EXTRAIT DU TEXTE.
:::
Les premiers jets de ce roman demeurent les plus magnétiques : « Le dernier jour de sa vie, alors qu'elle avait deux cent quarante-sept ans, la poétesse aveugle, thaumaturge et prophétesse Pampa Kampana acheva son immense poème narratif sur Bisnaga et l'enterra dans un pot d'argile scellé avec de la cire au cœur de l'enceinte royale en ruines, comme un message pour l'avenir. »*

Salman Rushdie n'avait pas encore quitté la peau de son personnage féerique, la prophétesse aveugle Pampa, qu'il avait créé avec un travail extraordinaire de bricolage en mélangeant des motifs et des éléments de l'histoire et de l'actualité de l'Inde, lorsqu'il perdit la vue d'un œil après l'ignoble attentat dont il fut victime à New York l'été précédent. En survivant à l'attaque au poignard, il se rapprocha encore davantage de sa prophétesse imaginaire, qu'il avait fait vivre pendant 247 ans pleins d'épreuves et de détermination. Au cours de cette longue période, Pampa relate la tragédie d'une ville des plus fantastiques, Bisnaga, la « Ville de la Victoire », qui correspond à Vijayanagara dans l'histoire. Cette ville était le centre d'un empire hindou qui avait étendu sa domination sur la région du Deccan, située au sud du sous-continent, pendant plus de deux siècles.

Cette ville majestueuse, qui se hissait parmi les plus impressionnantes de son temps, subit une défaite face à une alliance de plusieurs sultanats musulmans en 1565. Aujourd'hui, les ruines d'Hampi demeurent comme un témoignage éloquent de la grandeur passée de Vijayanagara. Si ces vestiges pouvaient retrouver leur vie d'antan, quels secrets pourraient-ils bien nous révéler ? Rushdie se saisit avec brio de cette question en endossant le rôle d'un compilateur imaginaire du manuscrit de l'immortel Jayapajaya, légué par la poétesse aveugle. Il ravive ainsi le royaume hindou si convoité par les sultanats voisins du Deccan en rappelant que sa glorieuse dynastie était d'origine humble et ne faisait pas partie des deux premières castes, la sacerdotale des Brahmanes et la royale des Kshatrias. De plus, il ramène cette dynastie royale d'origine modeste à la magie d'une femme, la Prophétesse à la longue vie, Pampa, qui survécut à l'assaut final de la ville elle-même.

Au milieu du tumulte des maraudeurs qui avaient assailli sa ville, hurlant comme mille loups, elle conclut son récit par une dévotion totale au tragique : « Rien ne dure, mais rien n'est dépourvu de sens non plus. Nous nous élevons, nous tombons, nous nous relevons, et encore nous tombons. Nous continuons. J'ai réussi et j'ai échoué. La mort est maintenant proche. Dans la mort, le triomphe et l'échec se rencontrent humblement, et nous apprenons bien plus de nos défaites que de nos victoires. »
:::
CONSIGNE. D'après l'extrait consacré au roman de Salman Rushdie, pour quelle raison la dynastie de Bisnaga est-elle présentée comme d'origine humble ? Répondez en une à trois phrases. Le matériel qui vient ensuite est tiré d'une autre source.

DONNÉES ENREGISTRÉES.
:::
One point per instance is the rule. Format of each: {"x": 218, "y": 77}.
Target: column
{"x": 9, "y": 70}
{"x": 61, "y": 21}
:::
CORRIGÉ. La dynastie de Bisnaga est présentée comme d'origine humble parce qu'elle n'appartenait pas aux deux premières castes, la caste sacerdotale des Brahmanes et la caste royale des Kshatrias.